* _Assignment_
Search the data for the string "Give" and extract every line where it appears.

Point-per-instance localization data
┄┄┄┄┄┄┄┄┄┄

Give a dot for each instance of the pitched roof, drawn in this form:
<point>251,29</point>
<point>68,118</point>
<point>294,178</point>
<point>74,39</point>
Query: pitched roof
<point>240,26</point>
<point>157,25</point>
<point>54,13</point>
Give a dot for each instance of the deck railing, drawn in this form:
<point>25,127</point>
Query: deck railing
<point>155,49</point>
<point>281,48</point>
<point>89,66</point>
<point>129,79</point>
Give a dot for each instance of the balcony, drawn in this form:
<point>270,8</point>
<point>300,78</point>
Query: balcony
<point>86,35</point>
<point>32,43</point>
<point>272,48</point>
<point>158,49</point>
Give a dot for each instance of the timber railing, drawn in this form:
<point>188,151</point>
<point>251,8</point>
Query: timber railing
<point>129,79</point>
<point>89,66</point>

┄┄┄┄┄┄┄┄┄┄

* _Solution to this problem_
Give a dot for each instance of the pitched roof, drawn in this form:
Give a dot for each instance of the deck railing, drawn in this form:
Give a dot for each instance of the balcony, drawn in this form:
Give a dot for each instance of the timber railing, drawn in this form:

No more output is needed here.